▶ **GOAL OF THE EXERCISE**:
Repeat exactly the lines of the entries below from the one with "background by giving the bounding box." through the one with "overcast sky by giving the bounding box.", both ends included, and nothing else.

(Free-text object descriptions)
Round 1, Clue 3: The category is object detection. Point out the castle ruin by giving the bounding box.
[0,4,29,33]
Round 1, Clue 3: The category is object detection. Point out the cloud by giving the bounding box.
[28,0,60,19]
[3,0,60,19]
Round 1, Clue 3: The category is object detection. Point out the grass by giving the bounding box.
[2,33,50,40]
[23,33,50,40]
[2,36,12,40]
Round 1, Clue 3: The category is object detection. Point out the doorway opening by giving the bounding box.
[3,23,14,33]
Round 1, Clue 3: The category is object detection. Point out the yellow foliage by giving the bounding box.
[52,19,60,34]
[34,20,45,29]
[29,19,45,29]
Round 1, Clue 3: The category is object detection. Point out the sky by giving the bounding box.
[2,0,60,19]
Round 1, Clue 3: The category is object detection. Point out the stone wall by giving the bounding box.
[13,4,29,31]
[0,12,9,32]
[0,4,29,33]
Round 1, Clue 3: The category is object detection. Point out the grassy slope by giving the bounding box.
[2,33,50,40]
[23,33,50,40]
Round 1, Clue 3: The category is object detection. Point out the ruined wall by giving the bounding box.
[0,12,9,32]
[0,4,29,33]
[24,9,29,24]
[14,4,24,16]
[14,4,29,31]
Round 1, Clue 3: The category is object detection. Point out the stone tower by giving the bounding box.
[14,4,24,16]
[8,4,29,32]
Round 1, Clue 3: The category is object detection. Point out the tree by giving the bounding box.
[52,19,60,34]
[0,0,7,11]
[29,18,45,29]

--

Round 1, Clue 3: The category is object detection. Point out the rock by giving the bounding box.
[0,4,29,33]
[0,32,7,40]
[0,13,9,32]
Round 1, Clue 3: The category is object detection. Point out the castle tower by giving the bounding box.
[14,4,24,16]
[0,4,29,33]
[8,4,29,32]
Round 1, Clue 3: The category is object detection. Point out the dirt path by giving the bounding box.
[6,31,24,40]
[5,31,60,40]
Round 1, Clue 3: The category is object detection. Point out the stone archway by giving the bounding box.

==

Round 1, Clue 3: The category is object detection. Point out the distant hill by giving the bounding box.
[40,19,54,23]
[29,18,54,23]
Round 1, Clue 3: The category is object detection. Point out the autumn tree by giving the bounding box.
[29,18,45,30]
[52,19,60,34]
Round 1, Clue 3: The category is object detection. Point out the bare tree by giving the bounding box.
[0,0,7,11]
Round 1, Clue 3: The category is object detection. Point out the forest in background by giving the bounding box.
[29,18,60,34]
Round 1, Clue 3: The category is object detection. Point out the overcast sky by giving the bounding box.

▶ **WORKED SOLUTION**:
Round 1, Clue 3: The category is object detection. Point out the forest in background by giving the bounding box.
[29,18,60,34]
Round 1, Clue 3: The category is object detection. Point out the overcast sky by giving the bounding box.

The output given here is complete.